Within the listing below, filter for "green" and copy every matching line.
------------
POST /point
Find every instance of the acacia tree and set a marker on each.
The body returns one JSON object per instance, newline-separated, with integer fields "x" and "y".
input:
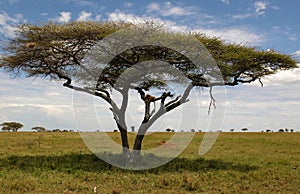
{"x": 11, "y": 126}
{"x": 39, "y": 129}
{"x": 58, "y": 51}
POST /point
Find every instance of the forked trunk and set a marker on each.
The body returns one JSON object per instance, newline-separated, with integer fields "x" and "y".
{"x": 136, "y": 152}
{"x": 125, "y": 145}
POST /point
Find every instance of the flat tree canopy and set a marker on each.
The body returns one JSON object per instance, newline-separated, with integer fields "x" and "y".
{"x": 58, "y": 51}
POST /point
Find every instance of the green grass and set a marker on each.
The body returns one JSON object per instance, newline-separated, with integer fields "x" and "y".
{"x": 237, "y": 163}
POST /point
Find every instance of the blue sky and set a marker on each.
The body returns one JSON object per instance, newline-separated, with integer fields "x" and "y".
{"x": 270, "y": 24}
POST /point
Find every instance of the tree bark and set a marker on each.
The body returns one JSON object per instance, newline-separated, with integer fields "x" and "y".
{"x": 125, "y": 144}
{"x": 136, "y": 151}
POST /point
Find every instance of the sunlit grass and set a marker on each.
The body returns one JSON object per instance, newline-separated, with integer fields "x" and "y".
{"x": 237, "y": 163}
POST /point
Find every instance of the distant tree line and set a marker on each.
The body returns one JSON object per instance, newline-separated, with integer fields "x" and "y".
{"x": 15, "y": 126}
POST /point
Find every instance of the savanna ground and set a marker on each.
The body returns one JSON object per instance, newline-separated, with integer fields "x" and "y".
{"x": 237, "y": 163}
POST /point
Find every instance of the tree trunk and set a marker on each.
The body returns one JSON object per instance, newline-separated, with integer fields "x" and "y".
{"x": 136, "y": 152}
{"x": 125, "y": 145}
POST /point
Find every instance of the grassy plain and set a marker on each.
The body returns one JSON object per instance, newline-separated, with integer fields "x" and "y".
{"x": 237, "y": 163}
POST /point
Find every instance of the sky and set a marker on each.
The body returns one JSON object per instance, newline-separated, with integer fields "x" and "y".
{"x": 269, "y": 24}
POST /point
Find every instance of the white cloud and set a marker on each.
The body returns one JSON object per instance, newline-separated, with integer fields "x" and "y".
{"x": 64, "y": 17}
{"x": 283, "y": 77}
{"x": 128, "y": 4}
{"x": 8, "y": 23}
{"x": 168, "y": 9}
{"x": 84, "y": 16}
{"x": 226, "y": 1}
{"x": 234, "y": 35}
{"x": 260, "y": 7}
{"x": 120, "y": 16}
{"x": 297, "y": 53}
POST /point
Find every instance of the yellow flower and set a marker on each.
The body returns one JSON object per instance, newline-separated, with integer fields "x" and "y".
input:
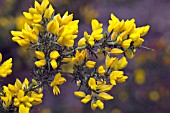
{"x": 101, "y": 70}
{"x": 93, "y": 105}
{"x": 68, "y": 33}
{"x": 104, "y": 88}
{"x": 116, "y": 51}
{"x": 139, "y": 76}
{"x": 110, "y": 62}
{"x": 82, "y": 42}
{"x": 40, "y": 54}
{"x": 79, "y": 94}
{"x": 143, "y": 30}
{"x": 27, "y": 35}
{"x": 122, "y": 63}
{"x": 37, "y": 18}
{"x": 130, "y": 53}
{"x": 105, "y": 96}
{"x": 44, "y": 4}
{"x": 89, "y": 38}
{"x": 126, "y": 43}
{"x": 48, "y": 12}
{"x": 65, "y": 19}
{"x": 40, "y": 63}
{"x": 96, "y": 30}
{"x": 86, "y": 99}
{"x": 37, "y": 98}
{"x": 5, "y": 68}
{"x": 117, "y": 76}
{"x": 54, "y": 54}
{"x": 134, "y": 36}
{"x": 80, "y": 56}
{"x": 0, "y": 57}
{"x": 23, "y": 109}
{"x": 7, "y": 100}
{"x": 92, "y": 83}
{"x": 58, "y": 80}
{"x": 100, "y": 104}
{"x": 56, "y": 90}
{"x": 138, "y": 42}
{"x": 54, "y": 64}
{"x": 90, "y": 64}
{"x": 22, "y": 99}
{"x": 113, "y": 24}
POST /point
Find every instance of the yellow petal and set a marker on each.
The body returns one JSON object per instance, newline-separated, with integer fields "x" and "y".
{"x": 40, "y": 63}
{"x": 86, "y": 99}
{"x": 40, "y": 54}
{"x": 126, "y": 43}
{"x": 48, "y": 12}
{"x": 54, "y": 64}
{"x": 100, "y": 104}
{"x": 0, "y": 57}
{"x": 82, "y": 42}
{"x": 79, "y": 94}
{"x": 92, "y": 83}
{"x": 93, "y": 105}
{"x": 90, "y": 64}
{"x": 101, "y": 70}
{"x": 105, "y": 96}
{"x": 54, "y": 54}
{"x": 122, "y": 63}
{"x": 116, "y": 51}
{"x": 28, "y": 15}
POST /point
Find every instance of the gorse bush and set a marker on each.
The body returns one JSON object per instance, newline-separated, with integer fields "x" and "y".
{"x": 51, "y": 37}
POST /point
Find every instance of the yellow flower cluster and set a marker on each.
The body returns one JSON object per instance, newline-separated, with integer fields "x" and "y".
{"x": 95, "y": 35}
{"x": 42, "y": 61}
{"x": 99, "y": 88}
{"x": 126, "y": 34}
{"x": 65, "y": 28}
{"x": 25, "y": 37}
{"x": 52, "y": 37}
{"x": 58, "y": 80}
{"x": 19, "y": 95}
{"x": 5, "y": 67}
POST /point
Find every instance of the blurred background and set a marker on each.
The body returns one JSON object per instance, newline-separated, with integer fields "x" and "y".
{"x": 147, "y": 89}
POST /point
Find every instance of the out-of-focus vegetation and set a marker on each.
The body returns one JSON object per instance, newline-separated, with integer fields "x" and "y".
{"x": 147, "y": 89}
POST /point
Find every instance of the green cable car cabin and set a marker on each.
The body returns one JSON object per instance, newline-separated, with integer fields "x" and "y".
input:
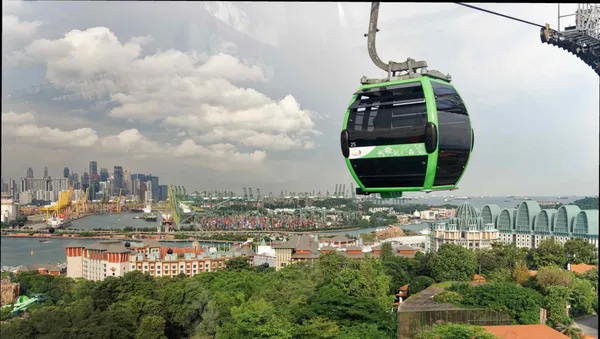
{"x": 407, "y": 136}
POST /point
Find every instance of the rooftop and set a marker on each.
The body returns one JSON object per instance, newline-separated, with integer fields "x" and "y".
------------
● OUTPUT OF THE TASK
Find every instance of the green grass and set a marker on each.
Find every instance of the green cable car cabin and set a marker on each.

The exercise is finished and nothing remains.